▶ Requirements
List every line in the listing below that contains the string "light", copying each line in full. Matching is case-sensitive.

▶ Given records
※ ※ ※
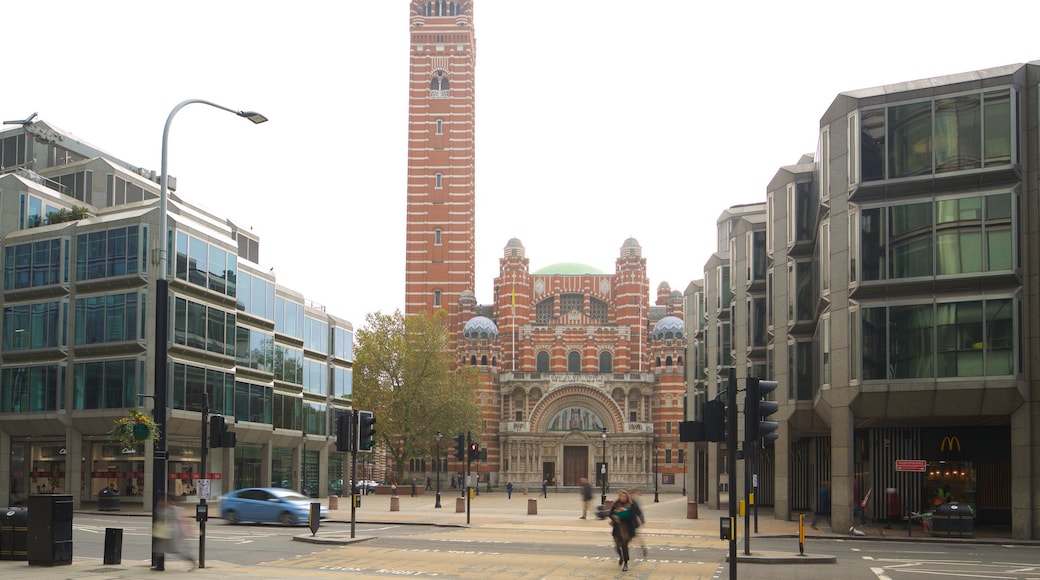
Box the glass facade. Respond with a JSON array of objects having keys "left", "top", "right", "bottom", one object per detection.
[
  {"left": 860, "top": 88, "right": 1016, "bottom": 182},
  {"left": 76, "top": 226, "right": 148, "bottom": 281},
  {"left": 3, "top": 238, "right": 69, "bottom": 290},
  {"left": 861, "top": 297, "right": 1016, "bottom": 380},
  {"left": 176, "top": 232, "right": 238, "bottom": 297},
  {"left": 859, "top": 191, "right": 1018, "bottom": 282}
]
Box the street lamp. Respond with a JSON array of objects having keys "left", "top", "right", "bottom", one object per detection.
[
  {"left": 434, "top": 431, "right": 442, "bottom": 507},
  {"left": 599, "top": 427, "right": 606, "bottom": 505},
  {"left": 152, "top": 99, "right": 267, "bottom": 571},
  {"left": 653, "top": 445, "right": 660, "bottom": 503}
]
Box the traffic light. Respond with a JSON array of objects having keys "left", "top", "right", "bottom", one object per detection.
[
  {"left": 744, "top": 377, "right": 780, "bottom": 441},
  {"left": 704, "top": 401, "right": 726, "bottom": 441},
  {"left": 454, "top": 433, "right": 466, "bottom": 462},
  {"left": 357, "top": 411, "right": 375, "bottom": 453},
  {"left": 209, "top": 415, "right": 237, "bottom": 447},
  {"left": 336, "top": 410, "right": 354, "bottom": 452}
]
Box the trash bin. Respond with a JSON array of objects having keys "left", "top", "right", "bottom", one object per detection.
[
  {"left": 932, "top": 501, "right": 974, "bottom": 537},
  {"left": 105, "top": 528, "right": 123, "bottom": 565},
  {"left": 98, "top": 487, "right": 120, "bottom": 511},
  {"left": 28, "top": 494, "right": 72, "bottom": 565},
  {"left": 0, "top": 507, "right": 29, "bottom": 560}
]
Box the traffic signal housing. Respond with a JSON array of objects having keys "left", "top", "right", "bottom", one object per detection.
[
  {"left": 336, "top": 410, "right": 355, "bottom": 452},
  {"left": 704, "top": 401, "right": 726, "bottom": 442},
  {"left": 454, "top": 433, "right": 466, "bottom": 462},
  {"left": 744, "top": 377, "right": 780, "bottom": 441},
  {"left": 209, "top": 415, "right": 237, "bottom": 448},
  {"left": 355, "top": 411, "right": 375, "bottom": 453}
]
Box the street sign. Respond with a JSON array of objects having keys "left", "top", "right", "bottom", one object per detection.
[{"left": 895, "top": 459, "right": 928, "bottom": 473}]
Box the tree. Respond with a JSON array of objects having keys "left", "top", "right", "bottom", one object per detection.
[{"left": 354, "top": 311, "right": 480, "bottom": 479}]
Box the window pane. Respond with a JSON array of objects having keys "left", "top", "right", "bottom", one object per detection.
[
  {"left": 983, "top": 90, "right": 1012, "bottom": 165},
  {"left": 935, "top": 95, "right": 982, "bottom": 173},
  {"left": 860, "top": 109, "right": 885, "bottom": 181},
  {"left": 888, "top": 102, "right": 932, "bottom": 178},
  {"left": 889, "top": 305, "right": 935, "bottom": 378}
]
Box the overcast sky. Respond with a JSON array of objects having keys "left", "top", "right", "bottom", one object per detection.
[{"left": 0, "top": 0, "right": 1040, "bottom": 327}]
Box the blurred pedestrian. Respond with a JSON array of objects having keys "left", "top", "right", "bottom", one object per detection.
[
  {"left": 628, "top": 487, "right": 647, "bottom": 559},
  {"left": 812, "top": 481, "right": 831, "bottom": 530},
  {"left": 885, "top": 487, "right": 903, "bottom": 528},
  {"left": 152, "top": 498, "right": 199, "bottom": 570},
  {"left": 578, "top": 477, "right": 592, "bottom": 520},
  {"left": 610, "top": 490, "right": 635, "bottom": 572}
]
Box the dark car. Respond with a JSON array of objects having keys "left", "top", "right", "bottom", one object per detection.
[{"left": 220, "top": 487, "right": 329, "bottom": 526}]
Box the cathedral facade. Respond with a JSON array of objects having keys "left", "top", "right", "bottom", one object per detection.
[{"left": 405, "top": 0, "right": 685, "bottom": 493}]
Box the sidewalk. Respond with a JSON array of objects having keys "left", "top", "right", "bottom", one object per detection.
[{"left": 0, "top": 490, "right": 1023, "bottom": 580}]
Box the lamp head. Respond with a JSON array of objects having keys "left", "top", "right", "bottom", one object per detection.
[{"left": 235, "top": 111, "right": 267, "bottom": 125}]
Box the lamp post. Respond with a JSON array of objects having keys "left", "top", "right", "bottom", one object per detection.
[
  {"left": 653, "top": 445, "right": 660, "bottom": 503},
  {"left": 599, "top": 427, "right": 606, "bottom": 505},
  {"left": 152, "top": 99, "right": 267, "bottom": 571},
  {"left": 434, "top": 431, "right": 442, "bottom": 507}
]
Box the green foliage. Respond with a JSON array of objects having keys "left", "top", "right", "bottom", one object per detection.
[{"left": 354, "top": 311, "right": 480, "bottom": 480}]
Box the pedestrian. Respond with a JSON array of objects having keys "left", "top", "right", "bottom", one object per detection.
[
  {"left": 152, "top": 498, "right": 199, "bottom": 570},
  {"left": 579, "top": 477, "right": 592, "bottom": 520},
  {"left": 628, "top": 487, "right": 647, "bottom": 559},
  {"left": 812, "top": 481, "right": 831, "bottom": 530},
  {"left": 885, "top": 487, "right": 903, "bottom": 528},
  {"left": 852, "top": 479, "right": 866, "bottom": 526},
  {"left": 610, "top": 490, "right": 635, "bottom": 572}
]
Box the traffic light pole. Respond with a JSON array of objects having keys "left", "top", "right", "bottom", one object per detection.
[
  {"left": 726, "top": 367, "right": 737, "bottom": 580},
  {"left": 466, "top": 431, "right": 473, "bottom": 524},
  {"left": 199, "top": 387, "right": 209, "bottom": 568}
]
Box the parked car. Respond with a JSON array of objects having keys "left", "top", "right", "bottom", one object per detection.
[{"left": 220, "top": 487, "right": 329, "bottom": 526}]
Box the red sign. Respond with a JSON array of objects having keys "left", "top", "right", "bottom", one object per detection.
[{"left": 895, "top": 459, "right": 928, "bottom": 473}]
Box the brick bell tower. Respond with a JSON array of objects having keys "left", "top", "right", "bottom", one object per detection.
[{"left": 405, "top": 0, "right": 476, "bottom": 328}]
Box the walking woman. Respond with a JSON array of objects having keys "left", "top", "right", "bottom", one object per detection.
[{"left": 610, "top": 490, "right": 635, "bottom": 571}]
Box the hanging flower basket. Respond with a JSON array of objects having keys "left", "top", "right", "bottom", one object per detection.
[{"left": 108, "top": 408, "right": 159, "bottom": 447}]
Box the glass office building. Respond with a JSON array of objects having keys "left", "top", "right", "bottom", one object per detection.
[{"left": 0, "top": 121, "right": 354, "bottom": 507}]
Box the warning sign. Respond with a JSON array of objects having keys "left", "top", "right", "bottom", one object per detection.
[{"left": 895, "top": 459, "right": 928, "bottom": 473}]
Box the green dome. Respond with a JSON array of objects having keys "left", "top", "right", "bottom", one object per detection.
[{"left": 534, "top": 262, "right": 603, "bottom": 275}]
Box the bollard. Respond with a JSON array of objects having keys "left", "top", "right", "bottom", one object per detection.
[{"left": 105, "top": 528, "right": 123, "bottom": 565}]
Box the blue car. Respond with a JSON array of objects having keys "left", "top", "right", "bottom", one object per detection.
[{"left": 220, "top": 487, "right": 329, "bottom": 526}]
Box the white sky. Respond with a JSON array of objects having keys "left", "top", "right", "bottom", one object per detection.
[{"left": 0, "top": 0, "right": 1040, "bottom": 327}]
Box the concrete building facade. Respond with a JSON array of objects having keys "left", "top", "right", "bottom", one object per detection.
[{"left": 686, "top": 62, "right": 1040, "bottom": 538}]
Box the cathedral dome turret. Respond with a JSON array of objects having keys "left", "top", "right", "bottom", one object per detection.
[
  {"left": 462, "top": 316, "right": 498, "bottom": 340},
  {"left": 653, "top": 316, "right": 685, "bottom": 340}
]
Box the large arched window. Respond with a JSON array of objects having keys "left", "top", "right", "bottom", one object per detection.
[
  {"left": 535, "top": 350, "right": 549, "bottom": 372},
  {"left": 567, "top": 350, "right": 581, "bottom": 372},
  {"left": 430, "top": 71, "right": 448, "bottom": 97},
  {"left": 535, "top": 297, "right": 552, "bottom": 324}
]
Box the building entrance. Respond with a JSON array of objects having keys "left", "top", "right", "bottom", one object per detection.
[{"left": 564, "top": 447, "right": 589, "bottom": 485}]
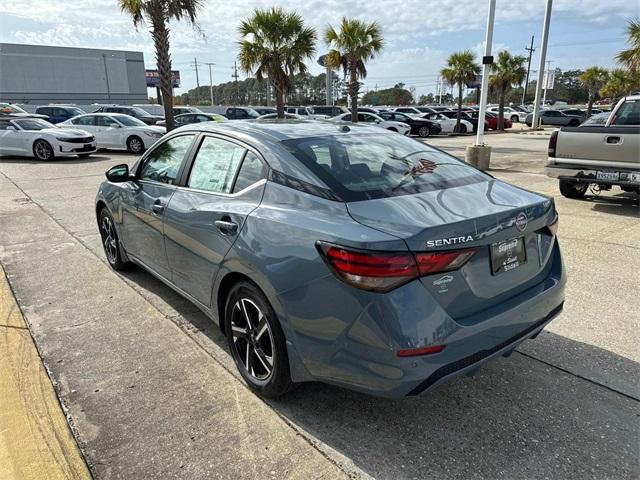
※ ※ ※
▶ Exercise solution
Box the traffic light. Respond with a JSON array of objects having keys "left", "top", "right", "bottom", one object per detection.
Box the traffic light pole. Respond with a JSON array of objects having keys "left", "top", "right", "bottom", one object per detection.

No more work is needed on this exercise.